-- Start of SOURCE DATA --

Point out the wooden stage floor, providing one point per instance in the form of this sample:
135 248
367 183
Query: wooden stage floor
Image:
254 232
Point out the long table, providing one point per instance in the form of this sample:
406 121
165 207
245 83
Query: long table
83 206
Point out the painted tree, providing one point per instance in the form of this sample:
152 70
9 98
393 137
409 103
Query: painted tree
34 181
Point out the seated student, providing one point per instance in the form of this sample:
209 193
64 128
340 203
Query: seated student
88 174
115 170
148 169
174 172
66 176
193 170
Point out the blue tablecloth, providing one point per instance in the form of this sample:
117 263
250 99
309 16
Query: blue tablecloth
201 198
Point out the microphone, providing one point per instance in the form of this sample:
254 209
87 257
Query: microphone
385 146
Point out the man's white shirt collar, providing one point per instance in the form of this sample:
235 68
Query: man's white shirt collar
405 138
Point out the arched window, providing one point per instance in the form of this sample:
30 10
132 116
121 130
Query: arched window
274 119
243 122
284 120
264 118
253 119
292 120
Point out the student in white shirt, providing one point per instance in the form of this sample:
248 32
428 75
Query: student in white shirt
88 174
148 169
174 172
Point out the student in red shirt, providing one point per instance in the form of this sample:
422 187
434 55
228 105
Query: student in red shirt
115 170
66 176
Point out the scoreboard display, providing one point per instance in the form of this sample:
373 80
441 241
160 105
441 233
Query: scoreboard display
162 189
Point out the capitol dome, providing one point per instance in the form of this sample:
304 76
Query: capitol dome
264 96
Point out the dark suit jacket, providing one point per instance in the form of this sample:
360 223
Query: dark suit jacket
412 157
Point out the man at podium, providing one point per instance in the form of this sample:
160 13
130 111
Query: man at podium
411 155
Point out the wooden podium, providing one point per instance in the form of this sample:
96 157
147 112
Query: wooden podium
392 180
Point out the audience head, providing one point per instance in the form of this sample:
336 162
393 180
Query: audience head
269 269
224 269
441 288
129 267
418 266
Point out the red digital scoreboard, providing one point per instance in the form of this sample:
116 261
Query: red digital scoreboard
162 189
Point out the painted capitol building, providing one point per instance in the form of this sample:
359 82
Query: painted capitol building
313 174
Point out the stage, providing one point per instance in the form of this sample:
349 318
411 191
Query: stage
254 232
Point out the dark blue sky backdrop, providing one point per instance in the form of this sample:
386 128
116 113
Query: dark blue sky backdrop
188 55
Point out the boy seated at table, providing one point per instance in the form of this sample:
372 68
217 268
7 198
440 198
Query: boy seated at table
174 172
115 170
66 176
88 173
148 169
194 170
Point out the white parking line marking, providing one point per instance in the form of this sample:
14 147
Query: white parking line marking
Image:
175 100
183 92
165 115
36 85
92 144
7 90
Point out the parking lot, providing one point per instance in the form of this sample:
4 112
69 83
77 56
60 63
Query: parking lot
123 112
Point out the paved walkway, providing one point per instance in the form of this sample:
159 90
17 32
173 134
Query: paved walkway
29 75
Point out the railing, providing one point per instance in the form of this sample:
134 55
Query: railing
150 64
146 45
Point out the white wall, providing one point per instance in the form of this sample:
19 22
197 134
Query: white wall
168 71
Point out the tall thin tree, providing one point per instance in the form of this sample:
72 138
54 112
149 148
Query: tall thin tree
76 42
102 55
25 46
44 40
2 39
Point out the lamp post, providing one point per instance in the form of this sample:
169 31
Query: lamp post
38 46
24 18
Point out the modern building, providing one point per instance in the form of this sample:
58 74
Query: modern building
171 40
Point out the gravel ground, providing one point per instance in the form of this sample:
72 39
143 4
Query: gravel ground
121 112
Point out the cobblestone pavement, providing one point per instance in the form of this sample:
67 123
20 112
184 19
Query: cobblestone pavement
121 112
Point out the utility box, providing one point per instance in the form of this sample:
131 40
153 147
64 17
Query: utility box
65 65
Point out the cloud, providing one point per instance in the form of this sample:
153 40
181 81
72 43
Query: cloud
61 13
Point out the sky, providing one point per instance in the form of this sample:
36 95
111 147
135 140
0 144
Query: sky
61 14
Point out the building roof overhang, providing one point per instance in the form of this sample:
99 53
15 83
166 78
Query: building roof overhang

-- End of SOURCE DATA --

» **STATED PROBLEM**: Retype the records in full. Keep every line identical to the original.

» **RIGHT ANSWER**:
Point out the wooden stage floor, providing one point per instance in the form of this sample:
135 248
367 183
Query: wooden stage floor
Image:
254 232
Point out the long table, providing one point per instance in the form of this sample:
406 121
165 207
245 83
Query: long table
83 206
Point out the painted tree, providing one point per instance in the form of this sample:
152 70
9 98
393 137
409 103
Query: painted tree
34 181
Point out the seated student, providing one point per instance in the form of this sample:
209 193
64 128
340 203
Query: seated student
88 174
115 170
148 169
174 172
66 176
193 170
Point out the blue tablecloth, providing one point per instance in the form of this sample:
117 263
250 99
309 16
Query: blue tablecloth
201 198
Point out the microphone, providing one point per instance in the form of this sample:
254 209
87 257
Query: microphone
385 146
Point out the man's white shirt collar, providing one point per instance in the form of this sample:
235 68
Query: man's white shirt collar
405 138
Point out the arched window, providing one point per instance in the form of this sample:
30 10
132 116
121 130
Query: arched window
274 119
243 122
284 120
264 118
253 119
292 120
Point out the student in white shirt, providing one point per instance in the form of this sample:
248 32
428 75
Query: student in white shirt
88 174
148 169
174 172
Point out the student in red shirt, providing one point per instance in the form of this sample:
422 187
434 55
228 105
Query: student in red shirt
115 170
66 176
Point out the scoreboard display, providing one point per instance in the form of this sample:
373 80
441 241
160 105
441 233
Query: scoreboard display
162 189
Point out the capitol dome, providing one point per instance in the form of this sample:
304 76
Query: capitol dome
264 96
Point out the dark suit jacket, providing one point per instance in the form of this sample:
360 223
Query: dark suit jacket
412 157
Point out the man at podium, providing one point per instance in the form of this sample:
160 13
130 111
Query: man at podium
411 155
Point out the wooden podium, providing one point per instance in the form of this sample:
96 157
147 112
Query: wooden podium
392 180
Point out the audience head, providing one point per instance in the form of this sample:
336 162
393 180
Query: audience head
269 269
224 269
441 288
129 267
418 266
Point out the red digital scoreboard, providing one point per instance in the form of this sample:
116 261
Query: red digital scoreboard
162 189
Point out the painted capitol building, providing one point per instance in the form of this sample:
359 82
Query: painted capitol building
313 174
Point out the stage, providing one point per instance in the form of this sample:
349 318
411 191
Query: stage
254 232
Point out the dark blue sky backdrop, providing one point per instance in the form of this sample:
386 128
116 113
Query: dark blue sky backdrop
188 55
Point out the boy seated at table, providing one point per instance in the form of this sample:
372 68
217 268
7 198
440 198
Query: boy seated at table
174 172
115 170
66 176
88 173
148 169
194 170
Point out the white parking line marking, providing one point per instance in the form of this sample:
14 147
Query: white parking line marking
Image:
175 100
183 92
165 115
36 85
92 144
7 90
Point out the parking lot, providing one point per instance in the form of this sample:
4 112
69 83
77 56
60 63
Query: parking lot
123 112
Point out the paved walkway, providing one point per instance in the form of this sample:
159 90
17 32
173 134
Query: paved walkway
29 75
Point out the railing, providing one point per instance in the form of this sample:
134 55
Query: railing
150 64
146 45
Point out the white wall, providing one point per instance in the form of this sample:
19 22
197 134
Query: white wall
168 71
Point out the tall thin tree, providing one point per instance in the form of this sample:
72 138
54 112
149 148
Query: tall thin tree
76 42
102 55
25 46
44 40
2 39
Point out the lamp post, providing one point per instance in the form of this sample:
169 31
Query: lamp post
38 46
24 18
Point out the modern building, providing one point per instance in the form of this sample:
58 74
Query: modern building
171 40
Point out the gravel ground, providing one point per instance in the form of this sample:
72 39
143 4
Query: gravel ground
121 112
Point out the cobblestone pavement, providing one point per instance in the form of this sample:
67 123
20 112
184 19
Query: cobblestone pavement
121 112
Point out the utility box, providing one point per instance in the form of this sample:
131 40
153 147
64 17
Query: utility box
65 65
Point out the cloud, providing one point per instance in the form of this sample:
153 40
181 81
72 43
Query: cloud
61 13
Point out the sky, providing one point per instance in the form of this sample:
36 95
111 147
135 140
0 144
Query: sky
61 14
Point out the building roof overhang, providing one point per instance in the form of this sample:
99 53
15 83
166 78
Query: building roof overhang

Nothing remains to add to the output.